Edith Mary England
E. M. England | |
---|---|
Born |
Edith Mary England 1899 Townsville, Queensland, Australia |
Died | 1979 |
Occupation | poet and novelist |
Language | English |
Nationality | Australian |
Years active | 1915-1970 |
Edith Mary England (1899—1979) was an Australian novelist and poet who was born in Townsville, Queensland.[1]
Personal life
England moved to Boonah in south-east Queensland at the age of six, and was later educated in Sydney and at Ipswich Grammar. She received a degree in music and taught for a while. In 1922 England married Schomberg Montagu Bertie, and had two daughters, Caroline (1923) and Patricia (1926). Bertie died in 1937, and in 1938 England left Boonah. She was remarried in 1942 to Henry August Anders.
E. M. England died in 1979.[1]
Writing career
Her first published poems appeared in The Australian Town and Country Journal in 1915 and her first poetry collection was published in 1927. She published eight novels during her lifetime with the first appearing as a serial in The Queenslander in 1928-29.[2]
Bibliography
Novels
- Laughing Devlin (1929)

**Objective**
Can you carry the article on Edith Mary England forward from its last line?

Entries on locating named things
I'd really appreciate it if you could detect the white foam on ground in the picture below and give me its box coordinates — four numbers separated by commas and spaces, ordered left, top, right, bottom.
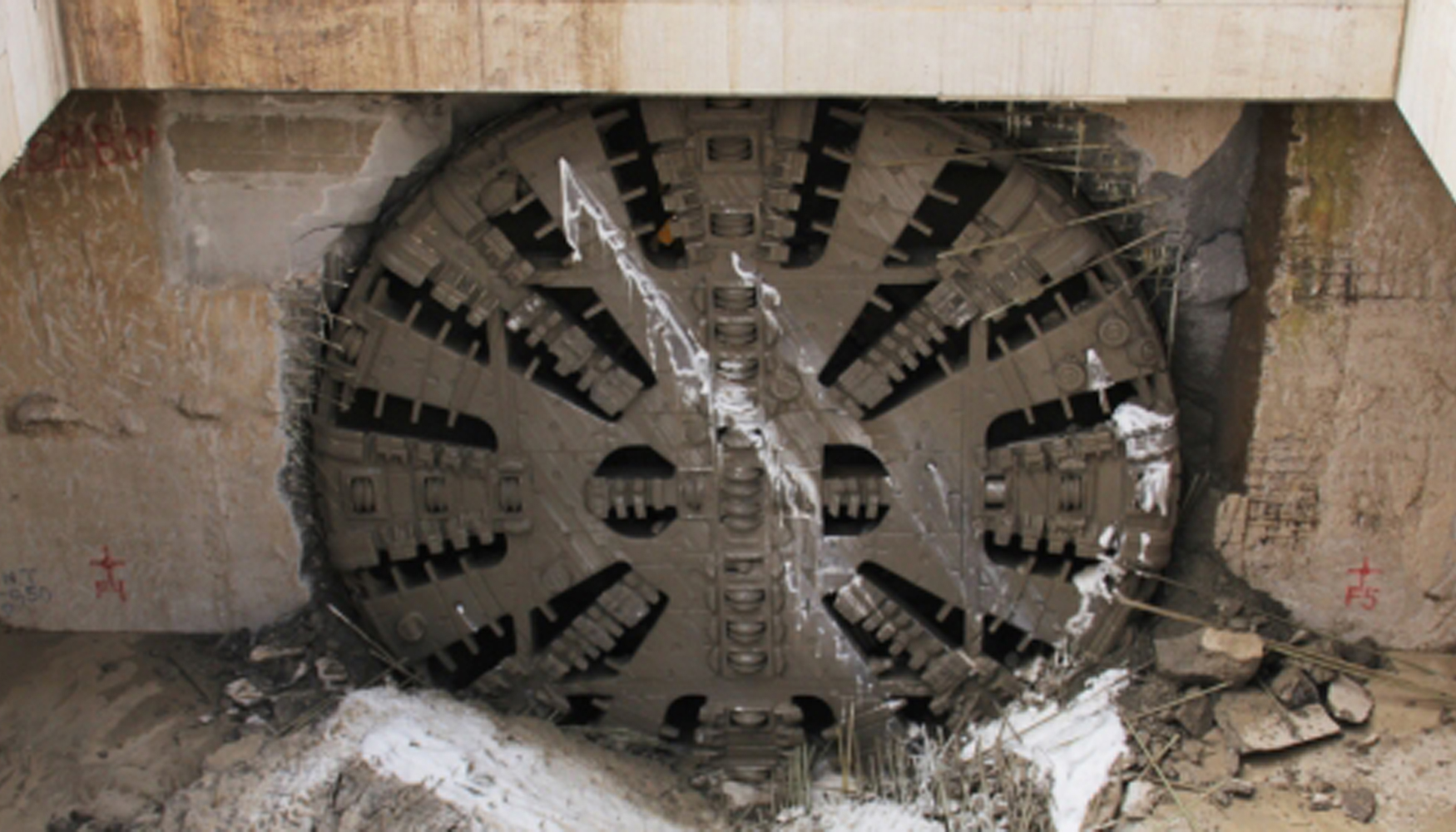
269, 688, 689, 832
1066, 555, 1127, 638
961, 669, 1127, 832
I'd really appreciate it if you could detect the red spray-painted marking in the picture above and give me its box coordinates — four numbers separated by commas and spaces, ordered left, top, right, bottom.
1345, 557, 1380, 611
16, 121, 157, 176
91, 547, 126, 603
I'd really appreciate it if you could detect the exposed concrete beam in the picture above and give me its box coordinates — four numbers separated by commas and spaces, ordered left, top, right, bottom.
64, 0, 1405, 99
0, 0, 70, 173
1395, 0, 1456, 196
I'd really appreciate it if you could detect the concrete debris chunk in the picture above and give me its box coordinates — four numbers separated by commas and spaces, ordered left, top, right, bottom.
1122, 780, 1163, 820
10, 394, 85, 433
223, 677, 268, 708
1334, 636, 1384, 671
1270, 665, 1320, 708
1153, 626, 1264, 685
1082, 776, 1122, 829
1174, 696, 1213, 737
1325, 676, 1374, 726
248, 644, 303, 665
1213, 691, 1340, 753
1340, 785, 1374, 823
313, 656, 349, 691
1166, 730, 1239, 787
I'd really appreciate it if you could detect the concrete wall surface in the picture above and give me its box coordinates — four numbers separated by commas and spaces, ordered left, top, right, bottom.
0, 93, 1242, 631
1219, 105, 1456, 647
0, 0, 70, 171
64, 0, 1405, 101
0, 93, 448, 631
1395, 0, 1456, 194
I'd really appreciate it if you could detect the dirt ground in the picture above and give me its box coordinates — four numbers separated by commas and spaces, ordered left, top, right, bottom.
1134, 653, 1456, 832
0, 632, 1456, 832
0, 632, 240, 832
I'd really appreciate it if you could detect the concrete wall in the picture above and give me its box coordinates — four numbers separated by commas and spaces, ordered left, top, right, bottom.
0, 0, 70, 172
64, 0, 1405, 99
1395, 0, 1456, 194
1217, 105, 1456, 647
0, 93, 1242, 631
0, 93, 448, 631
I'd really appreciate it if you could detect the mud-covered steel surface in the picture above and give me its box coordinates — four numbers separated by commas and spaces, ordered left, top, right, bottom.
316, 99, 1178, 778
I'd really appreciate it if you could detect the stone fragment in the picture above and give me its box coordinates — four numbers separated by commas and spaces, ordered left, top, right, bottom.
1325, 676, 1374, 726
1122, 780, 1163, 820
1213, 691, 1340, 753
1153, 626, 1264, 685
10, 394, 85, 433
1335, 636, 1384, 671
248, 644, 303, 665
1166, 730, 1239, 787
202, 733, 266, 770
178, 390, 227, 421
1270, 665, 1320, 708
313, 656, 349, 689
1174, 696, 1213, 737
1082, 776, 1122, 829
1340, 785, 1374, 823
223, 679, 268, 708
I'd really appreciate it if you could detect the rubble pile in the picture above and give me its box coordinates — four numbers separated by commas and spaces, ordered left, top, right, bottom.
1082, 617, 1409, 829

**Output**
- Hermit's Hill (1930)
- The Sealed Temple (1933)
- Strange Sequence (1948)
- House of Bondage (1950)
- Where the Turtles Dance (1950)
- Ganaralean (1950)
- Road Going North (1952)
Short story collection
- Tornado and Other Stories (1945)
Poetry collections
- The Happy Monarch and Other Verses (1927)
- Queensland Days : Poems (1944)
- Where the Old Road Ran; and Other Poems (1970)
Edited
- Lost Kinship and Other Poems : A Memorial to Llewelyn Lucas (1968)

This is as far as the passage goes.